→ Directions for this task: Write out the letter to Rockstar starting at "1) Mummy is" and ending at "the same time.)", and swap "basketball buddies" for "football buddies".

Page excerpt below:

Dear Rockstar,
You and Mummy just had our umpteenth fight for the weekend – and it’s already Monday. The fighting started Saturday night when you attended your first Chinese-style Wedding Banquet at Nikko Hotel. Usually, you love grownup events and it’s enough to tell you that if the grownups can’t have a conversation/ dinner party with you around, we will have to have it without you around. Not this time.
1) Mummy is glad she will never see the people at the wedding dinner again. Too bad they’re your father’s basketball buddies. These 20-somethings (many of whom probably don’t like kids, just like Mummy didn’t, in her 20s) pronounced you Supercute – until you opened your mouth. If we hadn’t already met Daddy’s friends there, we would have pretended we were at the wrong wedding (there were 4 banquets conveniently going on at the same time.)
Us, going for the wedding dinner. Mummy threw on the Anteprima outfit (the same one she wore at her own wedding) and Prada snakeskin shoes without planning her accessories or even changing her bag because it’s the only matching one that can hold a few Secret Weapons to distract you at dinner – and we were stretched to get you out the door. (This is you, hiding behind said door.)
(Don’t be fooled by that smile – it wasn’t easy getting you out of that corner, even though you were smiling all the way.)

End of Page excerpt.
Source material below:

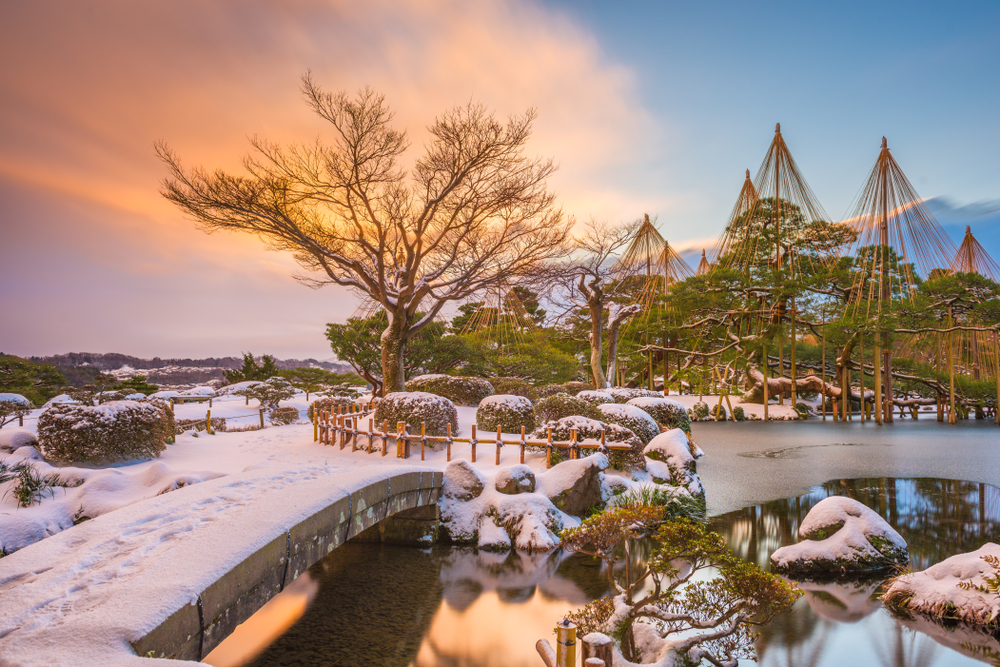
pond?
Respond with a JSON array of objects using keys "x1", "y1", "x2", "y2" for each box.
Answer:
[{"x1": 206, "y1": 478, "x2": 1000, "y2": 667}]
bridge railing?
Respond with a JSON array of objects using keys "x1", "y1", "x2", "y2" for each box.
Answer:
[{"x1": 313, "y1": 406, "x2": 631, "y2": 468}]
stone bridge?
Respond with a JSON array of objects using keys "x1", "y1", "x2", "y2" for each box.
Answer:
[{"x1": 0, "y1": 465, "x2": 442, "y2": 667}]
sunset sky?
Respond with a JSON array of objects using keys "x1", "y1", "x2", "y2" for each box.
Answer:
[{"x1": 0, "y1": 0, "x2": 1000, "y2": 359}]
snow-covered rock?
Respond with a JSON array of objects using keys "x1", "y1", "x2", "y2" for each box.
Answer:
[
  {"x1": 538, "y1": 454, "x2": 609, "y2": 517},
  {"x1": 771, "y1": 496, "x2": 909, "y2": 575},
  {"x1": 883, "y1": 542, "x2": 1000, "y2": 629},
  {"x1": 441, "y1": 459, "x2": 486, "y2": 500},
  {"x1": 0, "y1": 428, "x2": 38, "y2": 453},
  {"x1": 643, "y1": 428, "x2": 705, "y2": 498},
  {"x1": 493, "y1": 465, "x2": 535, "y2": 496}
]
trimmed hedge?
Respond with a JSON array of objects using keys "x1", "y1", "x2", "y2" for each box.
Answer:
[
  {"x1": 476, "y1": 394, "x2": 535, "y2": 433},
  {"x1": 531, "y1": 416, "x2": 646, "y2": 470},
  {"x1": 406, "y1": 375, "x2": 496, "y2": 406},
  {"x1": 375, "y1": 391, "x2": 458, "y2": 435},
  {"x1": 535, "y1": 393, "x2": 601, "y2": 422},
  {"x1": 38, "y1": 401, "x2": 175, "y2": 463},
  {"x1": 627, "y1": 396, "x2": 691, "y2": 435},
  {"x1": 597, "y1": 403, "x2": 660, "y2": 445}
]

End of Source material.

→ Task answer:
1) Mummy is glad she will never see the people at the wedding dinner again. Too bad they’re your father’s football buddies. These 20-somethings (many of whom probably don’t like kids, just like Mummy didn’t, in her 20s) pronounced you Supercute – until you opened your mouth. If we hadn’t already met Daddy’s friends there, we would have pretended we were at the wrong wedding (there were 4 banquets conveniently going on at the same time.)